* Document excerpt:
________________________

I woke up today coughing like a chilled cow. As if not enough, just now a dirty little bat has surpassed the first home-made defense line (actually the balcony) and in through the hall’s door. Nevertheless, in the dumbest moment of his whole existence, he rebounds thrice against a wall before falling into a pack of bread over the table. And this wretch even showed me his tongue in an ancient ritual of defiance.
Fearing the potential hydrophobia, Kamikaze Cheese armed himself with a 2.5-liter Coke bottle and I bravely went down the balcony and into my bedroom, leaped through the window and armored myself with a raincoat, jeans, a t-shirt involving my head as well as socks around my hands. I returned to the hall and for our big surprise, the little bastard had disappeared inside the bread’s pack.

________________________

* Records provided:
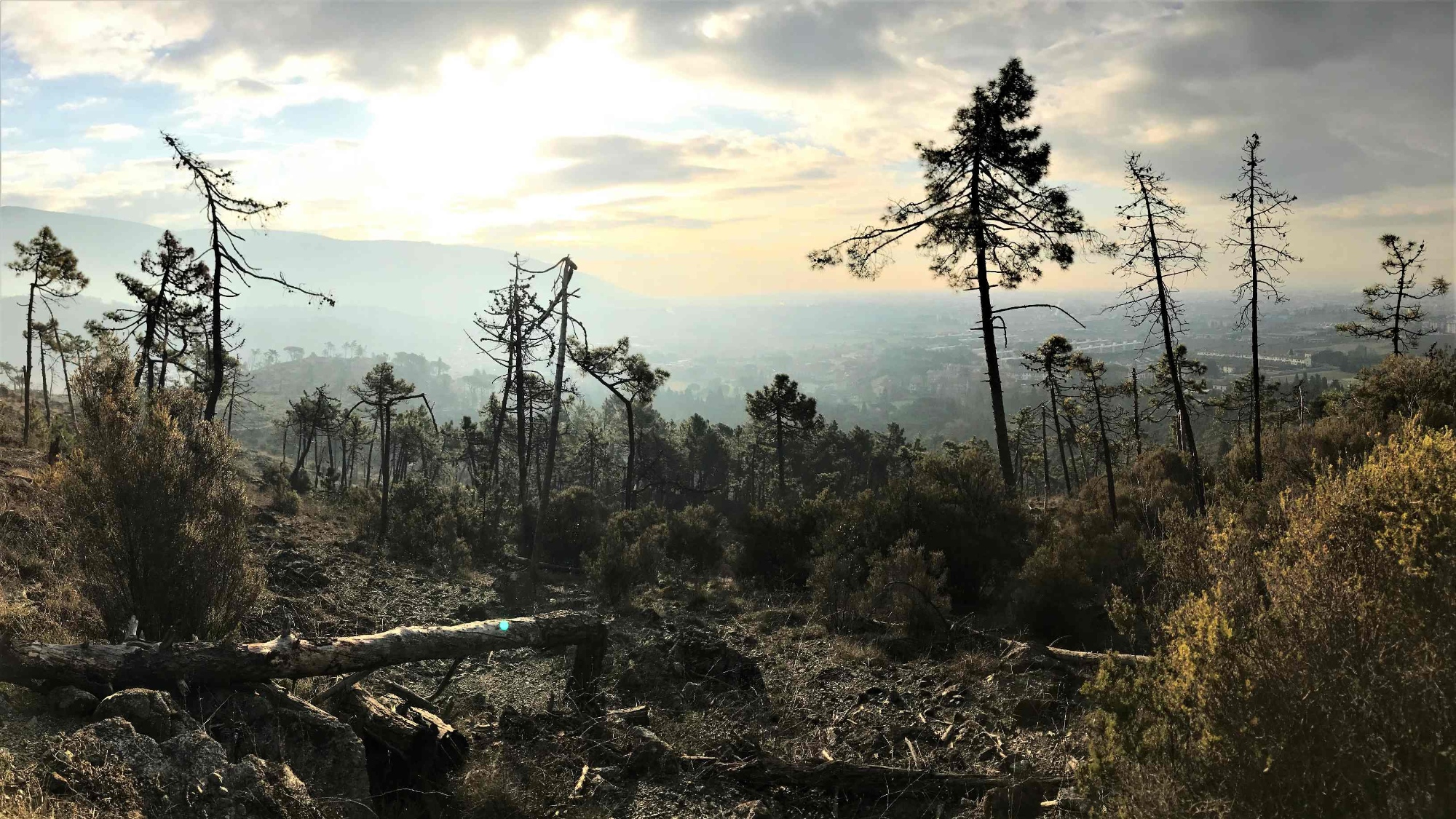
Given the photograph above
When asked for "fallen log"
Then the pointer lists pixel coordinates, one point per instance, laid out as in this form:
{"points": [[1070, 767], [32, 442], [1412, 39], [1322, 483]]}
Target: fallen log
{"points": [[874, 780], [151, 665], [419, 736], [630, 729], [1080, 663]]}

________________________

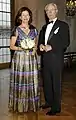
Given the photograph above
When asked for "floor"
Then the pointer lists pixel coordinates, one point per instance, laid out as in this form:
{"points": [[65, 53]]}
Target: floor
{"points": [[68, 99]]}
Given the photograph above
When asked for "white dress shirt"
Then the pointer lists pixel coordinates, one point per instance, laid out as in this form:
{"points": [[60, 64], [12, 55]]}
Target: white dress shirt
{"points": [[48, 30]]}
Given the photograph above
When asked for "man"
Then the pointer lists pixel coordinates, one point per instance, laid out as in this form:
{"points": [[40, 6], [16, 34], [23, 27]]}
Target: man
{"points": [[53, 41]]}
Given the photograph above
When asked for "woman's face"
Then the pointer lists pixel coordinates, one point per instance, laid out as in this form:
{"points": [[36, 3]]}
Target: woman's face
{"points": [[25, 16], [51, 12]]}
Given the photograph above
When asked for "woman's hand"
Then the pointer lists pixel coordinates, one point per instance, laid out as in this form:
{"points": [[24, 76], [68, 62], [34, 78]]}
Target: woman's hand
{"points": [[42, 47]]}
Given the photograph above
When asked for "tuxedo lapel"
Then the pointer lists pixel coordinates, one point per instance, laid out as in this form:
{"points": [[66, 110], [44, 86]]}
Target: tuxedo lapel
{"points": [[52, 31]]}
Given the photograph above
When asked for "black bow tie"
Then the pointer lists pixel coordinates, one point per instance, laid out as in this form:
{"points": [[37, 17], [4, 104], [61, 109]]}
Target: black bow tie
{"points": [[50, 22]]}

________________________

* Exercise set:
**a.** In the anecdote about the bat, what did Kamikaze Cheese arm himself with?
**b.** Translate this sentence from the anecdote about the bat into Spanish: "I woke up today coughing like a chilled cow."
**c.** Rewrite the part of the anecdote about the bat that opens with the words containing "I woke up today" and closes with "ritual of defiance.", renaming "bat" to "moth".

* Your written answers:
**a.** A 2.5-liter Coke bottle.

**b.** Hoy me desperté tosiendo como una vaca resfriada.

**c.**
I woke up today coughing like a chilled cow. As if not enough, just now a dirty little moth has surpassed the first home-made defense line (actually the balcony) and in through the hall’s door. Nevertheless, in the dumbest moment of his whole existence, he rebounds thrice against a wall before falling into a pack of bread over the table. And this wretch even showed me his tongue in an ancient ritual of defiance.